-- START OF RECORDS PROVIDED --

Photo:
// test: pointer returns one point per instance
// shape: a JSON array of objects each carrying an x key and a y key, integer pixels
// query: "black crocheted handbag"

-- END OF RECORDS PROVIDED --
-- START OF RECORDS PROVIDED --

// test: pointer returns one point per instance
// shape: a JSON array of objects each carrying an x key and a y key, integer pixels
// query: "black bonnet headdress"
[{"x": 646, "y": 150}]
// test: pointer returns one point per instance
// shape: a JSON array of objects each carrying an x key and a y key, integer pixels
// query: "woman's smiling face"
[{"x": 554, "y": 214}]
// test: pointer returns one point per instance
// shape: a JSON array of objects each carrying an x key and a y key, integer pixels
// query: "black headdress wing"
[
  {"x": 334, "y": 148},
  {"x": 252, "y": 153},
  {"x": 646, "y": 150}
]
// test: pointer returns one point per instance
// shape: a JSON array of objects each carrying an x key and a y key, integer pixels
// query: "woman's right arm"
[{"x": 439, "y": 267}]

-- END OF RECORDS PROVIDED --

EXERCISE TASK:
Please pull out every line of the listing above that contains the string "query", treating uppercase and lowercase letters as different.

EXERCISE ANSWER:
// query: "black crocheted handbag"
// query: "black bonnet headdress"
// query: "woman's smiling face"
// query: "black headdress wing"
// query: "woman's right arm"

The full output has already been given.